__Text__:
------------------------

Decoding the complexities of inflation
It may sound odd, but the world needs inflation. Here in South Africa we don’t have that problem, we’re always trying to keep ours under control, but we are largely at the mercy of the price of our imports, especially oil. The well-above-average Eskom increases in previous years didn’t help (what the hell did they do with that money?) Our inflation is currently at 5.2% – thanks to the oil price. You can bet that the government is going to use that as an excuse to bump up the fuel levy, yet again. That’s okay right? We all need better roads and they can always use it to replace the e-tolls. Not so fast – those funds aren’t ‘ring-fenced’ (a financial term where revenues can only be used for a specific purpose) but goes into that great big trough called National Treasury (the National Revenue Fund to be exact). You know, the pot they used to pay for Nkandla from. Sigh. So you thought the fuel levy was the only tax? Nope there’s Petroleum products levy , Pump rounding, An incremental inland transport recovery levy, Customs duty collection, Demand side management levy, The Road Accident Fund charge and Fuel Tax. Talk about a cash cow! Note that all these taxes are a fixed Rand/cents amount per Litre and not linked to the price.
Inflation in the West has been under control for a decade now, with the target being 2%. The major European economies are now below that and the PIGS are all in deflation (negative inflation). Japan spent a decade crawling back from deflation, and that is where the worry comes from. Japan is now slipping dangerously close to deflation again, and China is down at 2% (it’s target is 4%).

------------------------

(Coordinate labeling data)
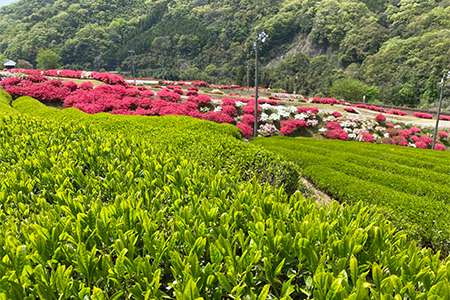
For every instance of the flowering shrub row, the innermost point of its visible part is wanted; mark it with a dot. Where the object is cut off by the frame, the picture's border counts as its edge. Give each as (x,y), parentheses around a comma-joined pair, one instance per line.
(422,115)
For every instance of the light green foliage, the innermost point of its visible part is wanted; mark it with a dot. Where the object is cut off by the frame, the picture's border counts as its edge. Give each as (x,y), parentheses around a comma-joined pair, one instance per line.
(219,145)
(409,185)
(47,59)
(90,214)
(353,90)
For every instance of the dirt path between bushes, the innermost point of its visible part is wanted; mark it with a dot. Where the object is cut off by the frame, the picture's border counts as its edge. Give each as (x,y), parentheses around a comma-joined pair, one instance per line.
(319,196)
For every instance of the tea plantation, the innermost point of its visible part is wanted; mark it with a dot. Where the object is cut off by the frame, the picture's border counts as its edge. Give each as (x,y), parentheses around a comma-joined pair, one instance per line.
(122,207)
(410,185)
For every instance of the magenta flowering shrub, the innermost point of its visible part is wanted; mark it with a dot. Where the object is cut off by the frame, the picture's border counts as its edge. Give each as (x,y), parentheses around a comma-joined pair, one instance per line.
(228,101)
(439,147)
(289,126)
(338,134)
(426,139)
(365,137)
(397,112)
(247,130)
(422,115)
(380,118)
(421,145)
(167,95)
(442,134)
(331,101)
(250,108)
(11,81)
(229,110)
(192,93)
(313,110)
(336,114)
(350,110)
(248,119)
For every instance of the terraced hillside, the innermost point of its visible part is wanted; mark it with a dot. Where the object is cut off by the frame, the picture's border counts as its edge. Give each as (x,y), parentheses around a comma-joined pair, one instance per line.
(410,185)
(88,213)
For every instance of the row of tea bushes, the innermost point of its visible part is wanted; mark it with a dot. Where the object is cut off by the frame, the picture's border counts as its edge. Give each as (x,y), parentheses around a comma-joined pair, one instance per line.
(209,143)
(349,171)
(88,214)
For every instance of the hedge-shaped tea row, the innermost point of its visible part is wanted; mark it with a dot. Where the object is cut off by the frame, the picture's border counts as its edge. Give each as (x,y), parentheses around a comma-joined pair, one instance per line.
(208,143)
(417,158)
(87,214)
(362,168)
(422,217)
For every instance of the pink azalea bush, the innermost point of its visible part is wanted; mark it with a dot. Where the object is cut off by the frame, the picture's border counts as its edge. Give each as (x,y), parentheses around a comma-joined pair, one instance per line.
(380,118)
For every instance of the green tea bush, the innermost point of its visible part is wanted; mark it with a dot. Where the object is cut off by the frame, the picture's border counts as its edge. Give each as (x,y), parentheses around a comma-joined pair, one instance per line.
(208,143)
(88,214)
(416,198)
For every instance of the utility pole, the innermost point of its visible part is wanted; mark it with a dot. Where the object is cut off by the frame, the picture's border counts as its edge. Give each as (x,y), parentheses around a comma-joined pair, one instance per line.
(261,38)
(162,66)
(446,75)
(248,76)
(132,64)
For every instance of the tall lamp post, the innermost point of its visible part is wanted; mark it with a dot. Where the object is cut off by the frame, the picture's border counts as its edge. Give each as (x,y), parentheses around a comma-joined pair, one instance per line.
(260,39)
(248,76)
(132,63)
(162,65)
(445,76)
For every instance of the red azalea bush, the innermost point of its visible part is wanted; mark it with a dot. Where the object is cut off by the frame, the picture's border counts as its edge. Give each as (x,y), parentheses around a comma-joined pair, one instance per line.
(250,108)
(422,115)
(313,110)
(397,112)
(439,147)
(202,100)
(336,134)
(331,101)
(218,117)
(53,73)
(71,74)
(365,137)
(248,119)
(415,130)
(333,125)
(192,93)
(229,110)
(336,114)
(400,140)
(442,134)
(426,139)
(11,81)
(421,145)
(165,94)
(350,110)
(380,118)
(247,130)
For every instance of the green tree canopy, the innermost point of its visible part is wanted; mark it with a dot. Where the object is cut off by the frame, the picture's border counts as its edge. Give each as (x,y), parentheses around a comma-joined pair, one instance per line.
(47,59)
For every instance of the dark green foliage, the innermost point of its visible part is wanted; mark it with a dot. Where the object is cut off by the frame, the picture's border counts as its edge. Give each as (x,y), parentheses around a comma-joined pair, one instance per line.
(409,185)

------------------------

__Exercise task__:
In the inflation text, what is China's inflation target?

__Answer to the problem__:
4%